Records from a data source
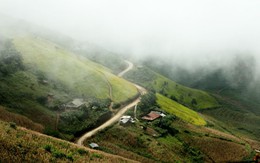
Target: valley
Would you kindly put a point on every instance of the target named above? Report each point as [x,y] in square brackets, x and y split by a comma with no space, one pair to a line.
[57,97]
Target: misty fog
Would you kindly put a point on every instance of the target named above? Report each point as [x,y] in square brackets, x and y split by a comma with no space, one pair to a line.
[193,34]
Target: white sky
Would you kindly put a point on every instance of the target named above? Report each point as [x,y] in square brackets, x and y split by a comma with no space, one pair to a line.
[171,28]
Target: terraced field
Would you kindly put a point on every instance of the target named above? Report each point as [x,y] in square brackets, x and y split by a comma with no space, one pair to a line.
[180,111]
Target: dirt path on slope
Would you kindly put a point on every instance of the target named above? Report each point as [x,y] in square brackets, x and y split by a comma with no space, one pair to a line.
[129,67]
[117,116]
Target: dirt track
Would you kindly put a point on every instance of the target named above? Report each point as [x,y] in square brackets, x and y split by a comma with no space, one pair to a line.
[117,116]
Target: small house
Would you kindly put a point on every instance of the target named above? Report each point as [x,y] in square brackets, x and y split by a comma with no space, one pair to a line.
[76,103]
[94,145]
[126,119]
[153,115]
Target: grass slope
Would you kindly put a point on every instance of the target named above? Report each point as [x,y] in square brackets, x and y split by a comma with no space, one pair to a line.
[22,145]
[179,110]
[152,80]
[78,74]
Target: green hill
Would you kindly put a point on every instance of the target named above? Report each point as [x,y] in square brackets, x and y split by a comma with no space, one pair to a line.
[37,77]
[179,110]
[76,73]
[192,98]
[22,145]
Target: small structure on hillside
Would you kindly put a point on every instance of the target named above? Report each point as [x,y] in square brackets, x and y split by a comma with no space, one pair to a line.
[153,115]
[76,103]
[126,119]
[94,145]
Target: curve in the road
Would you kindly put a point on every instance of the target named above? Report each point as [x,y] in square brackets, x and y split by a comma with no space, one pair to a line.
[117,116]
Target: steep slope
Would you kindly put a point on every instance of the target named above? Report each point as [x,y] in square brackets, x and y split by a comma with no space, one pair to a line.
[22,145]
[77,73]
[179,110]
[192,98]
[38,78]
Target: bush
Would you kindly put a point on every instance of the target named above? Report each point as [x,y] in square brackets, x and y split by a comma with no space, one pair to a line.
[48,147]
[13,125]
[82,151]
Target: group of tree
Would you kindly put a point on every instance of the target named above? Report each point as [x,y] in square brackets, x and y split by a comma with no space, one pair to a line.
[10,59]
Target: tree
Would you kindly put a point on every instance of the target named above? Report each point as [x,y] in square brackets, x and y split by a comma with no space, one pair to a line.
[194,101]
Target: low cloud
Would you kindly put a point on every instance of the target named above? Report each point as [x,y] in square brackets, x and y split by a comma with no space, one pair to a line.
[193,33]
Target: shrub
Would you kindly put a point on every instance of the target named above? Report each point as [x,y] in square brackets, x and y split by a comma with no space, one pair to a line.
[82,151]
[13,125]
[48,147]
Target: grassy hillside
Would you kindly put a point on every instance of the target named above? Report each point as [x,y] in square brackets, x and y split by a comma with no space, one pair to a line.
[190,144]
[192,98]
[76,73]
[179,110]
[22,145]
[37,77]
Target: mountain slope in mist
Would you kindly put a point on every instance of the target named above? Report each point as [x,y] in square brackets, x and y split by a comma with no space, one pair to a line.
[192,98]
[38,78]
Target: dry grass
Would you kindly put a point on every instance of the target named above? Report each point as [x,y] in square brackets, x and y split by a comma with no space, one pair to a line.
[22,145]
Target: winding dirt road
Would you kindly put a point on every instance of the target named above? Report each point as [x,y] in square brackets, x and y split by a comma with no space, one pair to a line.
[117,116]
[129,67]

THE REQUEST:
Every record is to be reproduced exactly, with no pictures included.

FINAL ANSWER:
Target: valley
Would you kindly put a point on every instance of the target named above? Report each point as [x,y] in square brackets, x and y split by a comma with no space, one pair to a line.
[57,97]
Target: misty fog
Would you kindly put a point on every instance of the target named above? Report each point as [x,y] in square brackets, x and y split by a comma with no space, one pair to a line.
[193,34]
Target: white sky
Would you kindly put a point on every instance of the target named above? Report each point as [x,y] in square brackets, x and y split by a comma with no space, one pair to a line.
[171,28]
Target: terraced field
Would you kindly put a point on every instance of the target named above? Report each point as [x,y] in square brackets, x and y split by a comma with no space, one pair to a line.
[180,111]
Target: dirt path on slope
Would you kindly put a point on every instance of the target named above? Report each point as [x,y] in square brackets, x and y split by a comma with no space, one pair to a line.
[129,67]
[117,116]
Target: dirt track
Would you kindly put a point on every instance of the target named above? Report each point as [x,y] in square brackets, x and y split by a comma with no space, one pair to a line.
[117,116]
Target: small house
Would you kindly put a point on every instance of the target named above? Report each point as [x,y] in square brackets, x and y split by a comma with no space, one pair to a line.
[76,103]
[94,145]
[126,119]
[153,115]
Target: grass slope
Would you kindly put a point on every instance of the target named above? Report each point as [x,y] in square brackets, x and y split by a comma with no space, one pair to a line.
[22,145]
[179,110]
[152,80]
[78,74]
Target: green hill
Would you kindly put a point on every instance of the target named above? Report each point as [x,y] in square brackets, x and y split by a comma with no space, one pair to a line.
[37,77]
[179,110]
[76,73]
[192,98]
[22,145]
Target: small structure on hillside
Would you kindly put a point on every instance of the target named above? Report each point as [x,y] in square brackets, x and y split by a comma with no space, one pair to a line.
[153,115]
[76,103]
[126,119]
[94,145]
Target: curve in the road
Would you kindly put a point on every instance of the target named above? Report each point as [x,y] in square brackets, x and y split by a comma with no space, one pair to a line.
[117,116]
Target: steep slope
Would you kindly put a point on every instance of the target named above? Report each point as [x,y] in square brackets, x and y split by a comma with no space, one pair to a line.
[22,145]
[77,73]
[179,110]
[192,98]
[38,78]
Target: bush
Would you kindly put a point on every instance of the target named above? Report each point as [x,y] in square brackets, x and y split by a comma with no space, one pair to a line.
[48,147]
[13,125]
[82,151]
Target: group of tree
Would you kindly put a point on every instance of the target named above? Report each point as [x,y] in square brackets, x and y split by a comma with no space, one pair to a line.
[10,59]
Target: tree
Would you kindly put a point on every instance of the target named above? Report each point as [x,y] in square brackets, x and y split by a comma with no space, one pair to a line.
[194,101]
Target: low cloud
Would you kindly put a point on every instance of the target named above? Report each point as [x,y] in square brackets, x and y split by a comma with no space, one pair to a line.
[193,33]
Target: shrub
Would you kindly put a point on every instance of the target named above? Report each point as [x,y] in square brackets, x and y split by a comma with no space, one pair to a line.
[82,151]
[13,125]
[48,147]
Target: grassy hillside
Would you kindly put a point on every instance of the target named above? Report each point as [x,y] in square brackets, x and y split by a comma with no space, one pair to a line.
[190,144]
[192,98]
[76,73]
[179,110]
[22,145]
[37,77]
Target: mountain slope in mist
Would you kindly put a point on every instance of the target named above? Report each point as [x,y] in square brackets, x and y split by a comma with no space, one pair to a line.
[192,98]
[38,78]
Target: dry grass
Would you kindly put a point on every instance of the target named above? Report each point as [x,y] in square brackets, x and y split by a comma with no space, one pair to a line.
[22,145]
Target: winding dirt road
Would you kindly put a point on every instance of the target named above? Report each point as [x,y] in square brackets, x and y split by a comma with no space, one pair to a line.
[117,116]
[129,67]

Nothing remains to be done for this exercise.